▸ WORK INSTRUCTIONS:
Copy out the passage on cedar clearing and the endangered birds of the Hill Country word for word, keeping its full length.

Adding insult to injury, according to Wimberley, is the Sierra Club. He showed me a letter he’d written to the editor of the San Marcos Daily Record and amplified its sentiment. “Their invasion of the Hill Country with the Endangered Species Act without doing their homework has done more harm than anything else. Babbitt, Bobbett—the whole damn thing starts with the Sierra Club.”

Wimberley was referring to the act passed by Congress during the Nixon administration, and the subsequent listings of the black-capped vireo and the golden-cheeked warbler as endangered species in 1988 and 1990, respectively. Portions of 33 counties in the Hill Country have been identified by the U.S. Fish and Wildlife Service as prime habitat for the birds. In the eyes of Wimberley and many other landowners, the designation made the clearing of cedar illegal, a foolish government edict if there ever was one. The science was suspect and just plain stupid, tying a law to a bird to a plant.

“Look at this,” he bellowed, digging out a pamphlet from the Hays County extension agent, Billy Kniffen, which included a note cautioning against removing cedar from property because of the endangered designation of warblers and vireos. “Political pressures are such [Kniffen’s] got to bow, by God, to the Sierra Club before he opens his mouth. Piss on ’em. We can do without that damn bird, instead of putting up with that damn cedar.”

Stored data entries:
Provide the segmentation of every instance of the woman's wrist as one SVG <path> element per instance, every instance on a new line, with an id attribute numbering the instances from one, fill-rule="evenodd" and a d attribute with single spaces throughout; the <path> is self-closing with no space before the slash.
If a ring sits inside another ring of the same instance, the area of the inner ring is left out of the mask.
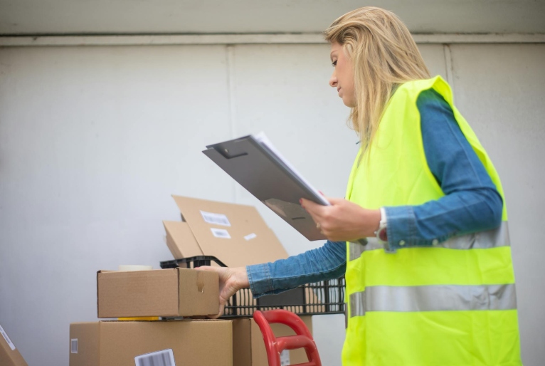
<path id="1" fill-rule="evenodd" d="M 235 270 L 235 278 L 236 278 L 238 286 L 240 287 L 240 288 L 250 287 L 250 281 L 248 278 L 246 267 L 238 267 L 233 269 Z"/>
<path id="2" fill-rule="evenodd" d="M 366 209 L 365 222 L 365 237 L 374 236 L 381 224 L 381 210 Z"/>

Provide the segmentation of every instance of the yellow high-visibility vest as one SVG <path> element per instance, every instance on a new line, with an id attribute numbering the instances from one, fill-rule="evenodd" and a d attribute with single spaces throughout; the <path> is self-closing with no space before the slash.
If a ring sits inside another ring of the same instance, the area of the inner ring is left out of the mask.
<path id="1" fill-rule="evenodd" d="M 445 195 L 426 162 L 416 105 L 431 88 L 452 108 L 503 198 L 492 162 L 438 76 L 396 90 L 371 147 L 356 158 L 346 199 L 376 209 Z M 387 253 L 374 238 L 347 243 L 344 366 L 522 365 L 505 204 L 498 229 L 433 244 Z"/>

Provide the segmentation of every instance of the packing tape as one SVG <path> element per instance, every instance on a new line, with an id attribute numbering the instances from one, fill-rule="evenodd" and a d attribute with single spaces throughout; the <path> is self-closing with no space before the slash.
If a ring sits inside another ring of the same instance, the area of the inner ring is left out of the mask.
<path id="1" fill-rule="evenodd" d="M 202 271 L 197 271 L 197 291 L 204 292 L 204 273 Z"/>
<path id="2" fill-rule="evenodd" d="M 120 265 L 118 271 L 123 272 L 130 272 L 133 271 L 152 271 L 153 266 L 139 266 L 139 265 Z"/>

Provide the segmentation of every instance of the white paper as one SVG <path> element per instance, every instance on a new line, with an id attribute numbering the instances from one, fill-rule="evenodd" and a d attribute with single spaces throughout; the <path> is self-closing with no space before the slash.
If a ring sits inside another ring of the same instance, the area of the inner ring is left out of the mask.
<path id="1" fill-rule="evenodd" d="M 70 340 L 70 352 L 78 353 L 78 338 Z"/>
<path id="2" fill-rule="evenodd" d="M 231 235 L 229 235 L 229 231 L 228 231 L 225 229 L 216 229 L 216 228 L 211 227 L 210 228 L 210 231 L 212 231 L 212 235 L 213 235 L 216 238 L 221 238 L 224 239 L 231 239 Z"/>
<path id="3" fill-rule="evenodd" d="M 4 339 L 6 340 L 6 342 L 8 343 L 8 345 L 9 346 L 10 348 L 11 348 L 11 350 L 14 351 L 15 345 L 14 345 L 14 344 L 11 343 L 11 340 L 9 339 L 9 337 L 8 337 L 7 333 L 4 331 L 4 328 L 2 328 L 1 325 L 0 325 L 0 334 L 2 335 L 2 336 L 4 337 Z"/>
<path id="4" fill-rule="evenodd" d="M 136 366 L 176 366 L 171 349 L 146 353 L 134 357 Z"/>
<path id="5" fill-rule="evenodd" d="M 246 240 L 252 240 L 254 238 L 257 238 L 258 236 L 255 234 L 255 233 L 248 234 L 245 236 L 244 236 L 244 239 Z"/>
<path id="6" fill-rule="evenodd" d="M 214 214 L 213 212 L 201 211 L 201 215 L 202 215 L 203 219 L 208 224 L 221 225 L 222 226 L 231 226 L 229 219 L 223 214 Z"/>
<path id="7" fill-rule="evenodd" d="M 284 350 L 282 351 L 282 353 L 280 353 L 280 366 L 289 366 L 290 365 L 291 365 L 290 360 L 290 350 Z"/>
<path id="8" fill-rule="evenodd" d="M 266 146 L 275 155 L 276 155 L 276 157 L 278 158 L 279 160 L 282 161 L 285 165 L 290 169 L 294 174 L 295 174 L 296 177 L 297 177 L 301 181 L 310 189 L 317 197 L 320 199 L 320 203 L 323 204 L 324 206 L 331 206 L 331 204 L 327 202 L 327 200 L 324 198 L 324 196 L 314 187 L 313 187 L 309 182 L 305 179 L 300 174 L 299 174 L 299 172 L 297 171 L 295 167 L 290 164 L 290 162 L 286 160 L 283 156 L 282 156 L 282 154 L 280 154 L 280 152 L 278 151 L 276 147 L 272 145 L 272 143 L 269 140 L 268 137 L 265 135 L 265 132 L 259 132 L 255 135 L 252 135 L 253 138 L 255 138 L 258 142 L 259 142 L 260 144 Z"/>

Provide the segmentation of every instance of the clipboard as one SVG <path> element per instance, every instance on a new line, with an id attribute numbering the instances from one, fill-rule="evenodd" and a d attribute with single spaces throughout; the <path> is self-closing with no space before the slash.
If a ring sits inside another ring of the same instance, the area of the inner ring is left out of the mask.
<path id="1" fill-rule="evenodd" d="M 250 193 L 310 241 L 327 239 L 299 200 L 329 206 L 326 200 L 264 135 L 206 146 L 203 152 Z"/>

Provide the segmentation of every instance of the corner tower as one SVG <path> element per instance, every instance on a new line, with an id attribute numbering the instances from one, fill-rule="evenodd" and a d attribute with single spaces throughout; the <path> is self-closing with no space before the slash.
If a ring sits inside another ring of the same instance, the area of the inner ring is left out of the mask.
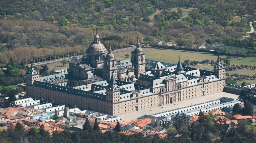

▸ SOLUTION:
Adding insult to injury, according to Wimberley, is the Sierra Club. He showed me a letter he’d written to the editor of the San Marcos Daily Record and amplified its sentiment. “Their invasion of the Hill Country with the Endangered Species Act without doing their homework has done more harm than anything else. Babbitt, Bobbett—the whole damn thing starts with the Sierra Club.”

Wimberley was referring to the act passed by Congress during the Nixon administration, and the subsequent listings of the black-capped vireo and the golden-cheeked warbler as endangered species in 1988 and 1990, respectively. Portions of 33 counties in the Hill Country have been identified by the U.S. Fish and Wildlife Service as prime habitat for the birds. In the eyes of Wimberley and many other landowners, the designation made the clearing of cedar illegal, a foolish government edict if there ever was one. The science was suspect and just plain stupid, tying a law to a bird to a plant.

“Look at this,” he bellowed, digging out a pamphlet from the Hays County extension agent, Billy Kniffen, which included a note cautioning against removing cedar from property because of the endangered designation of warblers and vireos. “Political pressures are such [Kniffen’s] got to bow, by God, to the Sierra Club before he opens his mouth. Piss on ’em. We can do without that damn bird, instead of putting up with that damn cedar.”